Você sabia que temos um relógio alimentar?

2021-04-29

Esse relógio não marca as horas como os outros que conhecemos, mas regula o comportamento dos animais em relação à alimentação na presença ou ausência de luz ou em relação à disponibilidade de alimento. Esse tema foi debatido no artigo “Relógio Alimentar: Mecanismos da Sincronização Circadiana por Alimento”. A pesquisa foi publicada em 2019 na Revista Biologia da USP e teve como autores três pesquisadores do Laboratório de Neurobiologia e Ritmicidade Biológica, do Departamento de Fisiologia e Comportamento, da Universidade Federal do Rio Grande do Norte (Natal), são eles: Breno Tercio Santos Carneiro, Mario André Leocadio-Miguel e John Fontenele Araujo. 

Para entendermos a discussão, faz-se necessário primeiro entender o que são os estudos de ritmicidade biológica. Eles têm se direcionado, sobretudo, aos ritmos circadianos, são eles relacionados a identificação de um sistema interno gerador de um ritmo, ou seja, um sistema capaz de gerar alternâncias de estado. Um exemplo facilitador de entendimento é o claro-escuro. Nele, é possível identificar, por exemplo, como nosso comportamento é condicionado a realizar determinadas tarefas durante o dia e outras durante a noite.

----------

## O QUE FAZER
(1) Por favor, reescreva o trecho sobre o relógio alimentar de "Para entendermos a" até "durante a noite.", trocando "claro-escuro" por "ciclo dia-noite".
(2) Resuma em forma de lista o parágrafo do trecho sobre o relógio alimentar que começa com "Esse relógio não marca as horas", mantendo os fatos principais.
As linhas abaixo não entram nestas tarefas.

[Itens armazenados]
----------

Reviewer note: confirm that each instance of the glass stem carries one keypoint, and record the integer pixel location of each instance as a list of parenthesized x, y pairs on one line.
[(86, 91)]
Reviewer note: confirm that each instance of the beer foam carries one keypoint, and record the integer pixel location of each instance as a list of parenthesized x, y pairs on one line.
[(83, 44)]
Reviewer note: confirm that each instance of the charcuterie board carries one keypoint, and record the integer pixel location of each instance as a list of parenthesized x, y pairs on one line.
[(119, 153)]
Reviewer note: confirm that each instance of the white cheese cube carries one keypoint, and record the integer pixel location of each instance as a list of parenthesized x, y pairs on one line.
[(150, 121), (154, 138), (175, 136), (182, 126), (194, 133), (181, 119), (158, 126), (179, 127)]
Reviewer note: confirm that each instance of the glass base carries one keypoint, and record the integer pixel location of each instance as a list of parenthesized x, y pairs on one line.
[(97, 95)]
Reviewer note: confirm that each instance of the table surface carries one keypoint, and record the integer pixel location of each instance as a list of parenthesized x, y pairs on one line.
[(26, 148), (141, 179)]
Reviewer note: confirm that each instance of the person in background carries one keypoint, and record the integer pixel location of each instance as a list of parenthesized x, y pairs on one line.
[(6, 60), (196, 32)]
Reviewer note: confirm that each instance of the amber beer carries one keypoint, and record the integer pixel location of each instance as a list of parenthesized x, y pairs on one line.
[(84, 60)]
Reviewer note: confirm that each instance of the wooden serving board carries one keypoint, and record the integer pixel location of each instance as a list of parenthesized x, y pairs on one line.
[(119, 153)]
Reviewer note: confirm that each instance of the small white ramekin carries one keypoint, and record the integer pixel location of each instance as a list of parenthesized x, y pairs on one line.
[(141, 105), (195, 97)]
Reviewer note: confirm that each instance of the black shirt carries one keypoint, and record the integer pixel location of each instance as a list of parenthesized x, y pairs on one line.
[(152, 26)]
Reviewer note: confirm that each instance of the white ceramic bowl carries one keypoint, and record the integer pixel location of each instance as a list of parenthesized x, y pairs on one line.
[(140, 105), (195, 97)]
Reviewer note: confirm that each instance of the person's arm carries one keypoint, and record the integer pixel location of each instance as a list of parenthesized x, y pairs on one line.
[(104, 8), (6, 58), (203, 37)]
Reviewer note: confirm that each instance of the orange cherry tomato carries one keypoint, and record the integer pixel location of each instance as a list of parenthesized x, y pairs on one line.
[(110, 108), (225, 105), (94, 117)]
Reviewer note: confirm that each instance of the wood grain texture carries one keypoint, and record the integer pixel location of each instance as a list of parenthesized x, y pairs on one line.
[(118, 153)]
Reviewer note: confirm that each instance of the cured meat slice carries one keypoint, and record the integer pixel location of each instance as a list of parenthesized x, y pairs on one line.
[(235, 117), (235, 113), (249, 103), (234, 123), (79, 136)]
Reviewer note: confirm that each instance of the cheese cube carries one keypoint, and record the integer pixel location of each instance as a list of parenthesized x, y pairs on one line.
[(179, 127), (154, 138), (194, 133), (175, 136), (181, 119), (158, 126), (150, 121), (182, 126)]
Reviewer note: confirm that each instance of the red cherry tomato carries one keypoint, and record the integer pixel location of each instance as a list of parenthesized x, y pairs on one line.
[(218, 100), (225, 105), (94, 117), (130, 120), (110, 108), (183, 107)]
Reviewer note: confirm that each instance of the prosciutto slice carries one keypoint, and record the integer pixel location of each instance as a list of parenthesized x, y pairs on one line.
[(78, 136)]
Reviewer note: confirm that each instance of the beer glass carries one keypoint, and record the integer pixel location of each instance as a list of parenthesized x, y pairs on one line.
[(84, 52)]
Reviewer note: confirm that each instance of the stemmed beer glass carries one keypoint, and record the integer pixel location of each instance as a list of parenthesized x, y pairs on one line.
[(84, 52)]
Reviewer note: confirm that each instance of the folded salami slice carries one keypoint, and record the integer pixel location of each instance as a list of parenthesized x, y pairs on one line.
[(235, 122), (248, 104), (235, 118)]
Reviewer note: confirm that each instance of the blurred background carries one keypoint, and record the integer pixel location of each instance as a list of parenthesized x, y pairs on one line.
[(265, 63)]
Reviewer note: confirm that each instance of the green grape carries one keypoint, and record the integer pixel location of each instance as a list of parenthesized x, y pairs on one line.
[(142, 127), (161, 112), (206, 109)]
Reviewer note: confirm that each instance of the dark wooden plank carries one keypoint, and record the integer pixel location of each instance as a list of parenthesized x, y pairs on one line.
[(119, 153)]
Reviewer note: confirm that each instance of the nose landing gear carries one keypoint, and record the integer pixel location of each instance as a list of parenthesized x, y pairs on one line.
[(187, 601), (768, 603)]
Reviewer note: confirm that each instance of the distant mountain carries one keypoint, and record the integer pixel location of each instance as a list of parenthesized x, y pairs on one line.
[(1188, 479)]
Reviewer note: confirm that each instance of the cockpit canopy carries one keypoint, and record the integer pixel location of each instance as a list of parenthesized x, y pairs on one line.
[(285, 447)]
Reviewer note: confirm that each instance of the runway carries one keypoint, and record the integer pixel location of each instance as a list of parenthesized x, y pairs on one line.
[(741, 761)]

----------

## RESPOSTAS ESPERADAS
(1)
Para entendermos a discussão, faz-se necessário primeiro entender o que são os estudos de ritmicidade biológica. Eles têm se direcionado, sobretudo, aos ritmos circadianos, são eles relacionados a identificação de um sistema interno gerador de um ritmo, ou seja, um sistema capaz de gerar alternâncias de estado. Um exemplo facilitador de entendimento é o ciclo dia-noite. Nele, é possível identificar, por exemplo, como nosso comportamento é condicionado a realizar determinadas tarefas durante o dia e outras durante a noite.

(2)
- O relógio alimentar não marca as horas. Ele regula o comportamento alimentar dos animais conforme a presença ou ausência de luz ou a disponibilidade de alimento.
- O tema foi debatido no artigo "Relógio Alimentar: Mecanismos da Sincronização Circadiana por Alimento", publicado em 2019 na Revista Biologia da USP.
- Autores: Breno Tercio Santos Carneiro, Mario André Leocadio-Miguel e John Fontenele Araujo, do Laboratório de Neurobiologia e Ritmicidade Biológica, do Departamento de Fisiologia e Comportamento da Universidade Federal do Rio Grande do Norte (Natal).